# White top haras and socolofi?



## rrcoolj (Apr 8, 2008)

SO I've been looking around for a third species to add to my african cichlid tank and I really like the color of white top haras. But I can't seem to get any info on how the females look or how a non showy male looks. My worry is that the white top haras will look too similar to my socolofi. Anyone know how these guys look on a regular basis and if it would be good to mix the two. For my tank I'm trying to get as much color variety as possible.

First pic is the white top hara male in full breeding dress. Second pic is a socolofi.


----------



## DJRansome (Oct 29, 2005)

The male white top has the same background color as the Socolofi. But you will only have one of those. The female white tops and sub dom males are mid blue, I found them too similar to my Acei and removed the Acei.


----------



## why_spyder (Mar 2, 2006)

rrcoolj said:


> For my tank I'm trying to get as much color variety as possible.


If this is the case - I wouldn't be looking to keep two light blue species together.

They are too similar if you ask me, and I think you will have issues with aggression as well. I know my C. sp. hara aren't overly aggressive but they don't readily stand down to anyone either.


----------



## rrcoolj (Apr 8, 2008)

why_spyder said:


> rrcoolj said:
> 
> 
> > For my tank I'm trying to get as much color variety as possible.
> ...


that's exactly what I was thinking. I'll probably get acei or elongatus instead


----------



## why_spyder (Mar 2, 2006)

Or you could replace the Ps. socolofi with _C._ sp. hara.


----------



## Dewdrop (Nov 20, 2007)

Melanochromis cyaneorhabdos (maingano- like the one in my avitar) has similar colors. All the males and females look alike. Rusties or yellow labs would look good with socolofi too, I think. Red zebras would look good too and be on about the same aggression level as the socolofi, from what I can tell.


----------



## rrcoolj (Apr 8, 2008)

Dewdrop said:


> Melanochromis cyaneorhabdos (maingano- like the one in my avitar) has similar colors. All the males and females look alike. Rusties or yellow labs would look good with socolofi too, I think. Red zebras would look good too and be on about the same aggression level as the socolofi, from what I can tell.


well I already have the following...
3 yellow labs
3 socolofi
3 red zebras
1 synodontis decorus
1 bristle nose pleco

So I though about maingano I'm also agian thinking about acei and elongatus. The reason why I didn't really want maingano is cuz of thier size. I guess I'm kinda picky but I wanted all my cichlids to be between 5-6 inches


----------



## DJRansome (Oct 29, 2005)

How big is the tank? Some of the elongatus are smaller too. But I'd go with them because the blue barred fish are my favorite. My problem with elongatus is that they are dimorphic...only one colorful fish!


----------



## rrcoolj (Apr 8, 2008)

DJRansome said:


> How big is the tank? Some of the elongatus are smaller too. But I'd go with them because the blue barred fish are my favorite. My problem with elongatus is that they are dimorphic...only one colorful fish!


no the fish I want is going to be monophoric. I'm real picky for what I want in this tank. I spent a long time researching these fish and I picked them carefully. Besides I'll probably end up getting acei. Oh and the tank is 55 gallons with a 300gph xp2 rena filstar canister filter. Gonna buy an aquaclear 110 in the near future.


----------



## DJRansome (Oct 29, 2005)

Stored dataset items
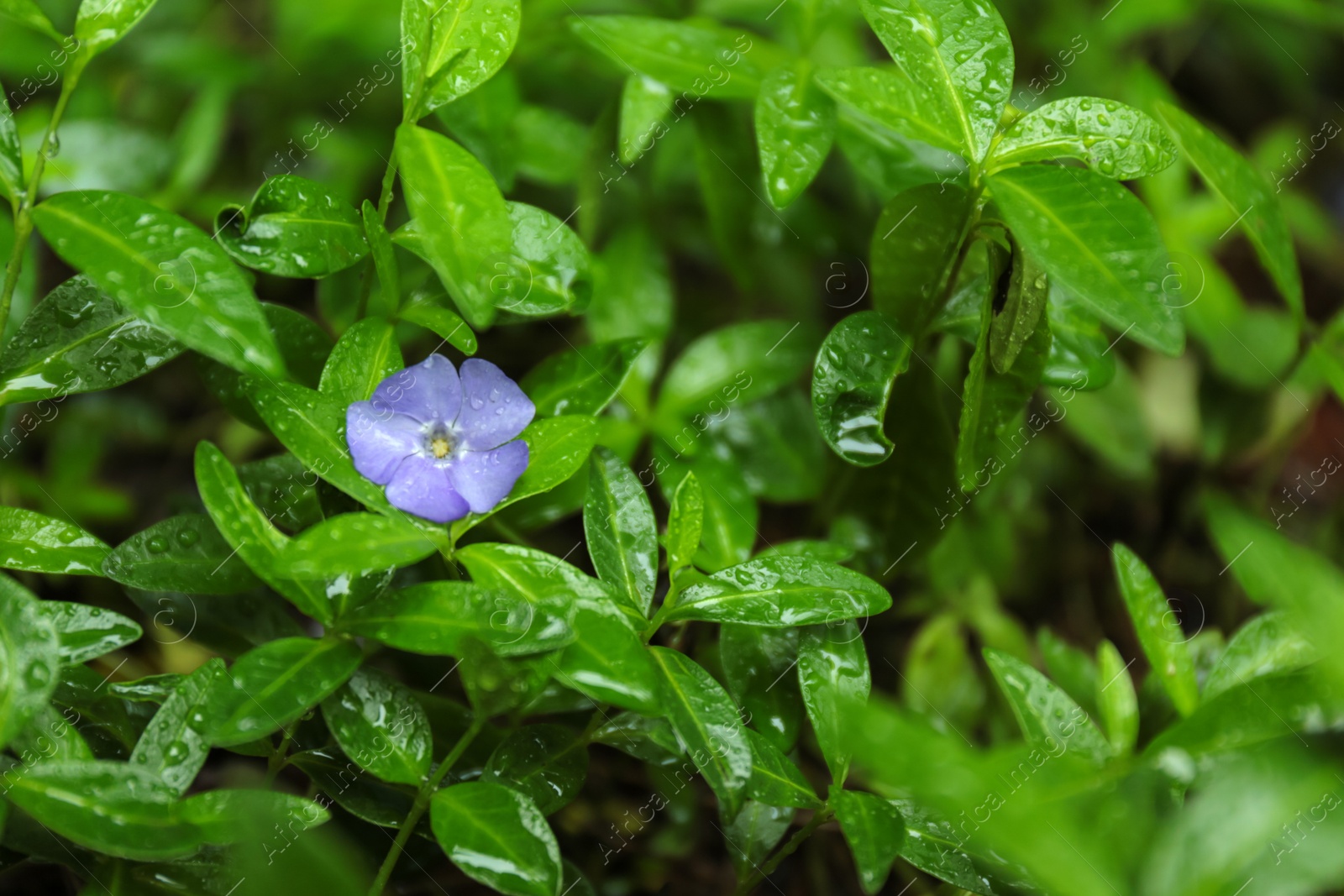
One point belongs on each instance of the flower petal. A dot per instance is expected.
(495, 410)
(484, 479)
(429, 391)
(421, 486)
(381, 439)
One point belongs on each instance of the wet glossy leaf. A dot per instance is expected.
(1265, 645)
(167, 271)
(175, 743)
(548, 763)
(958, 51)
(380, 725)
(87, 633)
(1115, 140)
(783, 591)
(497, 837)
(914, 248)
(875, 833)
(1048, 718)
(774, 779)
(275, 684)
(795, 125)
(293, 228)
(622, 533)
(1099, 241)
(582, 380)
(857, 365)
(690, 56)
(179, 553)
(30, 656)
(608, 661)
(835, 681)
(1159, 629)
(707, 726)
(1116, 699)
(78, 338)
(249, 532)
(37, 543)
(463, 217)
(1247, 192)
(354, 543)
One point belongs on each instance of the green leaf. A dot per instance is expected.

**Actions to take**.
**a.** How would you put this sentence from the cichlid forum thread into Spanish: "The male white top has the same background color as the Socolofi."?
**b.** Revise the cichlid forum thread by writing out the part that opens with the words containing "SO I've been" and closes with "removed the Acei.", with "mid blue" changed to "medium blue".
**c.** According to the cichlid forum thread, how many gallons does rrcoolj's tank hold?
Work only from the cichlid forum thread.

**Responses to the tasks**.
**a.** El macho white top tiene el mismo color de fondo que el Socolofi.

**b.**
SO I've been looking around for a third species to add to my african cichlid tank and I really like the color of white top haras. But I can't seem to get any info on how the females look or how a non showy male looks. My worry is that the white top haras will look too similar to my socolofi. Anyone know how these guys look on a regular basis and if it would be good to mix the two. For my tank I'm trying to get as much color variety as possible.

First pic is the white top hara male in full breeding dress. Second pic is a socolofi.


----------



## DJRansome (Oct 29, 2005)

The male white top has the same background color as the Socolofi. But you will only have one of those. The female white tops and sub dom males are medium blue, I found them too similar to my Acei and removed the Acei.

**c.** 55 gallons.